Task to carry out - Copy out all the records below, replacing "captured in frame" with "in view" everywhere and changing nothing else. Leave the pictures out.

Data -
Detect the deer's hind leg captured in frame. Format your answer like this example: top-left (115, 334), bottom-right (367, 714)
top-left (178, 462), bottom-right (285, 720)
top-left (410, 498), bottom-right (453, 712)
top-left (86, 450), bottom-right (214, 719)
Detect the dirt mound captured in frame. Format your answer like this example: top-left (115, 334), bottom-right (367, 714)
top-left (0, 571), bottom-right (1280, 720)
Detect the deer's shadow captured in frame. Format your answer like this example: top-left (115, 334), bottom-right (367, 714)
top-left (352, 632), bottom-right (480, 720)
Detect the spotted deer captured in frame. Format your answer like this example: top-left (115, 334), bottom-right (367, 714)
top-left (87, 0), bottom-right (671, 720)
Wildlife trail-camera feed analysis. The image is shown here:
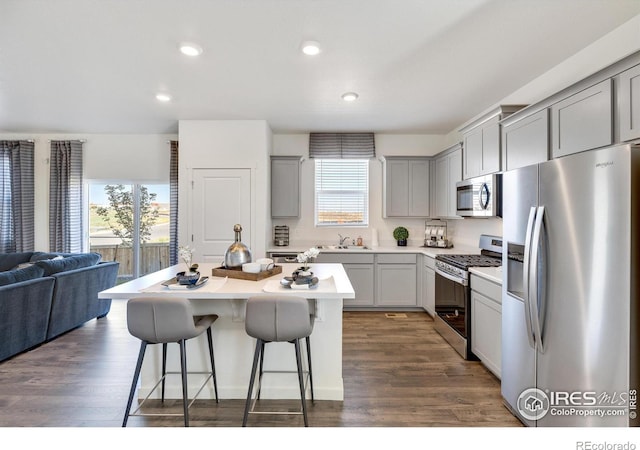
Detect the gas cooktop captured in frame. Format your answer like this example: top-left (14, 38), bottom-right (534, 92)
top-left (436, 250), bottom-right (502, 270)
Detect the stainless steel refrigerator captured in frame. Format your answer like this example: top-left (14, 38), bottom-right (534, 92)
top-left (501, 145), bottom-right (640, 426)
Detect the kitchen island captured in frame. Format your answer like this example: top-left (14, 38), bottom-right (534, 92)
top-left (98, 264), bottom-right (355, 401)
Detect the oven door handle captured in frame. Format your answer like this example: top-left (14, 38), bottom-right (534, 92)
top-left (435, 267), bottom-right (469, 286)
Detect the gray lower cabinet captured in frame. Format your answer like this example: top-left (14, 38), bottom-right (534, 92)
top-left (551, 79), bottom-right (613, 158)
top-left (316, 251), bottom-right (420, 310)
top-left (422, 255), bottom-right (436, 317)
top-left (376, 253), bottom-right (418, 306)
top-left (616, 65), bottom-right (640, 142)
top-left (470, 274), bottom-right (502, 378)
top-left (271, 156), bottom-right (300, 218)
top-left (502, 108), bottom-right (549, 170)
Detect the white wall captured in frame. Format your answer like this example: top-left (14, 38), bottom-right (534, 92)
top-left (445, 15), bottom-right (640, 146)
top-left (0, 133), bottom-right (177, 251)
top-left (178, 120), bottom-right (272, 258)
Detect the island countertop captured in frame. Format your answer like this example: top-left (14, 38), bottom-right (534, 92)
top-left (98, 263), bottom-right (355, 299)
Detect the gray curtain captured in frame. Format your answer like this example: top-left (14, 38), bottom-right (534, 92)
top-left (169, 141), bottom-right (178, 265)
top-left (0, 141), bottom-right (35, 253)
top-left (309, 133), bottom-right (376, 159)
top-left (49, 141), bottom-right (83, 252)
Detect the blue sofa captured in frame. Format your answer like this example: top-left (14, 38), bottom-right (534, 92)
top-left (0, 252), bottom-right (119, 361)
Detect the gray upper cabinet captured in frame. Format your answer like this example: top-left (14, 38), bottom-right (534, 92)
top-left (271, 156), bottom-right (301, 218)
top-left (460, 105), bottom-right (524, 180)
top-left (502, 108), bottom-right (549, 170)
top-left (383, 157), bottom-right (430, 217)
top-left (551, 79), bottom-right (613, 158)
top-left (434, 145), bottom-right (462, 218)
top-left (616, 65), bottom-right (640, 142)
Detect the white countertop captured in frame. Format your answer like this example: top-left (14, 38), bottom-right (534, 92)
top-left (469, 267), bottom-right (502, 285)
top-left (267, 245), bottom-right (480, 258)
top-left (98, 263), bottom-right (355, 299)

Task response -
Detect the deer's hind leg in view. Format your answer like this example: top-left (115, 334), bottom-right (367, 714)
top-left (178, 462), bottom-right (285, 720)
top-left (410, 498), bottom-right (453, 712)
top-left (86, 450), bottom-right (214, 719)
Detect the dirt mound in view. Format your answer like this example: top-left (115, 334), bottom-right (367, 714)
top-left (0, 571), bottom-right (1280, 720)
Detect the deer's shadow in view. Format your answer like this example: top-left (115, 334), bottom-right (367, 714)
top-left (352, 632), bottom-right (480, 720)
Detect the spotted deer in view. Format your answer like this example: top-left (115, 334), bottom-right (367, 714)
top-left (87, 0), bottom-right (671, 720)
Wildlife trail-camera feed analysis. The image is shown here:
Detect the gas cooktop in view. Format your answer like this example: top-left (14, 38), bottom-right (534, 92)
top-left (436, 250), bottom-right (502, 270)
Detect the stainless steel refrigerator in view. Format your answer like this example: top-left (14, 38), bottom-right (534, 92)
top-left (501, 145), bottom-right (640, 426)
Detect the kitchen island in view. Format your answer like this example: top-left (14, 38), bottom-right (534, 92)
top-left (98, 264), bottom-right (355, 401)
Detect the oven door handle in view. Format your answer like this example: top-left (14, 38), bottom-right (534, 92)
top-left (435, 267), bottom-right (469, 286)
Detect the gray lower cabinet in view. Format your answer like this example: top-left (14, 38), bottom-right (534, 92)
top-left (551, 79), bottom-right (613, 158)
top-left (316, 251), bottom-right (420, 310)
top-left (422, 255), bottom-right (436, 317)
top-left (376, 253), bottom-right (418, 306)
top-left (616, 65), bottom-right (640, 142)
top-left (470, 274), bottom-right (502, 378)
top-left (271, 156), bottom-right (300, 218)
top-left (502, 108), bottom-right (549, 170)
Detect the white wall in view. Format your answer like this example: top-left (14, 38), bottom-right (534, 92)
top-left (445, 15), bottom-right (640, 146)
top-left (0, 133), bottom-right (177, 251)
top-left (178, 120), bottom-right (272, 258)
Detect the island countertop in view. Format your answer like this example: top-left (14, 38), bottom-right (534, 92)
top-left (98, 263), bottom-right (355, 299)
Detect the gray curtain in view. Format your answer like this example: top-left (14, 38), bottom-right (534, 92)
top-left (169, 141), bottom-right (178, 265)
top-left (0, 141), bottom-right (35, 253)
top-left (309, 133), bottom-right (376, 159)
top-left (49, 141), bottom-right (83, 252)
Detect the blue sofa in view. Format your answer like this example: top-left (14, 38), bottom-right (534, 92)
top-left (0, 252), bottom-right (119, 361)
Detect the gray upper cabinet in view. Format your answer like this example: top-left (14, 38), bottom-right (534, 92)
top-left (271, 156), bottom-right (301, 218)
top-left (460, 105), bottom-right (524, 180)
top-left (502, 108), bottom-right (549, 170)
top-left (383, 157), bottom-right (430, 217)
top-left (551, 79), bottom-right (613, 158)
top-left (434, 145), bottom-right (462, 218)
top-left (616, 65), bottom-right (640, 142)
Detect the white countertop in view. Format your answer like this example: top-left (14, 38), bottom-right (534, 92)
top-left (469, 267), bottom-right (502, 285)
top-left (267, 245), bottom-right (480, 258)
top-left (98, 263), bottom-right (355, 299)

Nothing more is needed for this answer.